■ **Selected excerpt**:
......
Why AWS Lambda is a Masterstroke from Amazon

Amazon launched AWS Lambda at its re:Invent conference in November 2014, and though there were over half a dozen other cloud services also announced, Lambda stood out as the most innovative and unique. The service runs snippets of JavaScript code in response to events generated by data services like Amazon S3, Amazon Kinesis, and Amazon DynamoDB. Think of it as a sandwich service that sits in between data sources and the compute layer, abstracting microservices at a higher level than virtualization and containerization. Gigaom Research’s recent CloudTracker report named Lambda as the Disruptive Cloud Technology of the fourth quarter of 2014.

The timing of Lambda’s launch could not be better. AWS stepped ahead of the curve with the product when the entire industry was agog over container technology, its impact on public cloud providers, and the increased competition from Microsoft and Google on core compute, storage, and database services. And Lambda might initially appear to be yet-another cloud service exposing compute, but as the following sections illustrate, it is definitely much more than that.

AWS Lambda Functional Microservices Abstraction Layer

Screen Shot 2015-01-08 at 3.46.31 PM

Source: Gigaom Research

AWS Lambda offers the perfect middle ground  between IaaS and PaaS. It also effectively counters the growing threat of containers to its business by simplifying the task of running code in the cloud. It’s Amazon’s way of delivering a microservices framework far ahead of its competitors.

The Architecture of AWS Lambda 

Lambda is the latest addition to Amazon’s compute service. A simple invocation of os.platform() and os.release() methods within a Lambda function prove that it runs on Amazon Linux AMI (Version 3.14.26–24.46.amzn1.x86_64 to be precise). It is powered by Node.js running V8 JavaScript engine. Each JavaScript snippet is associated with a specific identity defined in IAM with permissions to invoke it. There is another role that assumes access to the event source. Associating these two roles with a Lambda function completes the execution loop. Developers can define the maximum timeout of the function that ranges from 1 second to 60 seconds. Memory can be allocated in the increments of 64MB anywhere between 128MB to 1GB. When a data source raises an event, the details are passed to the Lambda function as a parameter. This opens up many interesting opportunities for developers to perform a variety of tasks including using packages and running Node.js modules.

Lambda functions are stateless, allowing them to scale rapidly. Depending on the speed at which the events are raised, the runtime can decide to run multiple Lambda function copies concurrently. Another important aspect of Lambda is that the functions cannot be directly exposed to the outside world. Other than the supported sources, it is impossible to invoke Lambda functions. That means the code cannot be exposed at REST endpoints directly. But a Lambda function can invoke other services making outbound calls. This makes it fundamentally different from PaaS and container environments.
......
■ **Dataset section**:

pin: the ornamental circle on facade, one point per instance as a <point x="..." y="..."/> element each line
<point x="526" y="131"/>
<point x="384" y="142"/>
......
■ **Short problem 1**: In the AWS Lambda article, what range can developers choose for a function's maximum timeout?
■ **Short problem 2**: Continue the AWS Lambda article after its final sentence.
The listing is separate material with no connection to the AWS Lambda article.

■ **Exercise result 1**: From 1 second to 60 seconds.

■ **Exercise result 2**:
Currently, there are three ways of running code in AWS cloud: Amazon EC2, Amazon ECS, and AWS Elastic Beanstalk. EC2 is a full-blown IaaS while ECS is the hosted container environment. Finally, Elastic Beanstalk is a PaaS layer. AWS Lambda forms the fourth service with the capability to execute code in the cloud. But it’s unique in a sense that it is at the intersection of EC2, ECS, and Elastic Beanstalk.

AWS Lambda with EC2, EC2 Container Services, and Elastic Beanstalk

Screen Shot 2015-01-08 at 3.51.04 PM

While it is clear that the Lambda execution environment runs on Amazon EC2, AWS does not disclose how snippets are isolated from each other. To achieve massive scale and strong isolation, AWS could be running containers to host Lambda functions. So it is a microservices environment at the highest level of abstraction.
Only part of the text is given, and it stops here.